Copy out every line of the entries below without changing anything.

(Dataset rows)
┄┄┄┄┄┄┄┄┄┄┄┄┄┄┄┄┄┄┄┄
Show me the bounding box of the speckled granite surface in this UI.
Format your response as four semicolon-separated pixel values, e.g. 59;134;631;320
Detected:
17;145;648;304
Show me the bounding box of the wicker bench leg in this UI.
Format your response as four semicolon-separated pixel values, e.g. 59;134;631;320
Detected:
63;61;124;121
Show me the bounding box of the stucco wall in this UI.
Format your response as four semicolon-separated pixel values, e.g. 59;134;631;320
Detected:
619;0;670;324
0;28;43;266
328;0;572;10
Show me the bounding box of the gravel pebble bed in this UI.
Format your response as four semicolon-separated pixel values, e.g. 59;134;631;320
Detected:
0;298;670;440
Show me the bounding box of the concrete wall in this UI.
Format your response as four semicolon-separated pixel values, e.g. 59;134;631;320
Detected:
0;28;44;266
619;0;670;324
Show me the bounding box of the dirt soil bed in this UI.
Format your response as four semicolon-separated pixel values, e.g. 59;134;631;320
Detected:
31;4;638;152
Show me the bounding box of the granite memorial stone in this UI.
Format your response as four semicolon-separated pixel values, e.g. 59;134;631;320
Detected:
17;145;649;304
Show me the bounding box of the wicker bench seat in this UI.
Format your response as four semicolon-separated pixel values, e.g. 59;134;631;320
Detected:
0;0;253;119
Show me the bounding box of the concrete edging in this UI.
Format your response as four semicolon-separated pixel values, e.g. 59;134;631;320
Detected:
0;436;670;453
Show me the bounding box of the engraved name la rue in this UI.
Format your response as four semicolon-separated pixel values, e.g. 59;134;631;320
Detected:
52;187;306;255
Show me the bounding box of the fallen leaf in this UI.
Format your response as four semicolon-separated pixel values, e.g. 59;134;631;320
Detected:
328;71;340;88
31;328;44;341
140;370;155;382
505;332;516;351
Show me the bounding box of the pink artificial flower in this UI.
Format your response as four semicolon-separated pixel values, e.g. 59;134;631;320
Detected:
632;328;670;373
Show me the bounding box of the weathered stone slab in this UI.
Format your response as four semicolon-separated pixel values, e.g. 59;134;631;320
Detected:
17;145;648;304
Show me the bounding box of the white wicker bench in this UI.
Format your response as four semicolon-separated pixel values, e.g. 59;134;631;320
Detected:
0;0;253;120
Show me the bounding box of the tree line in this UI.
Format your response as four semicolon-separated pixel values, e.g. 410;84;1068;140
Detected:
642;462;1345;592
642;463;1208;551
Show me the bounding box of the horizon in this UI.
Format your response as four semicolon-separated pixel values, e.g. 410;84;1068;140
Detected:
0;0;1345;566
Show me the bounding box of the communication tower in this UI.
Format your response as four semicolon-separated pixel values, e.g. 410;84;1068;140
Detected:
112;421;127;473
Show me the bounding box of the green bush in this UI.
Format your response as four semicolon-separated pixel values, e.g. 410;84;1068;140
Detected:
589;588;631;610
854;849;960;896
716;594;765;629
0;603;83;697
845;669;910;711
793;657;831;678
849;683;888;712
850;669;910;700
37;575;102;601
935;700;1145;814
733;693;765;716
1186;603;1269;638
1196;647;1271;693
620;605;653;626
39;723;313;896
┄┄┄┄┄┄┄┄┄┄┄┄┄┄┄┄┄┄┄┄
■ RESULT OF THIS TASK ■
Show me the bounding box of the speckled granite surface in this UI.
Format your response as four semicolon-separated pixel values, e.g. 59;134;631;320
Detected:
17;145;648;304
Show me the bounding box of the wicker bench leg in this UI.
Format your response as four semicolon-separated pixel values, e.g. 59;134;631;320
Detected:
63;61;124;121
Show me the bounding box of the stucco wall in this UI.
Format your response as four semicolon-separated pixel values, e.g. 59;134;631;320
Detected:
619;0;670;324
0;28;43;266
328;0;572;10
Show me the bounding box of the gravel pebble bed in this UI.
Format your response as four semicolon-separated pixel values, e.g. 59;134;631;320
Detected:
0;298;670;440
Show me the bounding box of the concrete wall in this UI.
Format your response as four semicolon-separated pixel values, e.g. 59;134;631;320
Detected:
0;28;44;266
619;0;670;324
Show me the bounding box of the dirt soil bed in this UI.
Format your response as four semicolon-separated pixel values, e.g. 59;134;631;320
Detected:
31;4;638;152
Show me the bounding box of the granite memorial stone in this UI.
Format your response as four semicolon-separated pixel values, e.g. 59;134;631;320
Detected:
17;145;649;304
Show me the bounding box of the wicker bench seat in this UI.
Format your response as four semicolon-separated pixel values, e.g. 59;134;631;320
Detected:
0;0;253;119
Show me the bounding box of the concrete edging in this UI.
Format your response as four semicolon-separated pixel values, e.g. 59;134;631;320
Detected:
0;436;670;453
Show me the bounding box of the engraved name la rue in this UI.
Format your response as four semicolon-separated pixel values, e.g. 59;134;631;320
Detected:
52;187;306;255
Show me the bounding box of the fallen leaf in this UI.
Format your response as four semicolon-separated pixel values, e.g. 59;134;631;320
Detected:
328;71;340;88
31;328;44;341
140;370;155;382
505;332;516;351
Show me the bounding box of the pink artificial flower in this UI.
Format your response as four semicolon-separated pixel values, e.g. 59;134;631;320
Detected:
632;328;670;373
Show me the bounding box of the weathered stone slab in this UI.
Format your response as four semicolon-separated pixel values, e.g. 59;134;631;320
Detected:
17;145;648;304
Show me the bounding box of the white wicker bench in this UI.
Format your response as four semicolon-separated pixel values, e.g. 59;134;631;320
Detected:
0;0;253;120
Show me the bounding box of the tree line in this UI.
Format your response as four semicolon-separated pixel values, e.g. 410;84;1068;140
Detected:
642;462;1345;592
642;463;1208;551
Show me the bounding box of the horizon in this UI.
Format your response as four semicolon-separated pixel values, e.g. 410;84;1068;140
Detected:
0;0;1345;566
Show me the bounding box of the communication tower in this UI.
Format your response as four semicolon-separated pixel values, e.g. 410;84;1068;140
Detected:
112;421;127;473
Show me the bounding box of the green bush in this UI.
Format your response as four semicolon-separated pixel values, e.g. 410;84;1068;140
Detected:
589;588;631;610
854;849;960;896
716;594;765;629
0;603;83;697
845;669;910;711
793;657;831;678
849;683;888;712
850;669;910;700
37;575;102;601
935;700;1145;814
733;693;765;716
1186;603;1269;638
1196;647;1271;693
620;605;653;626
39;723;313;896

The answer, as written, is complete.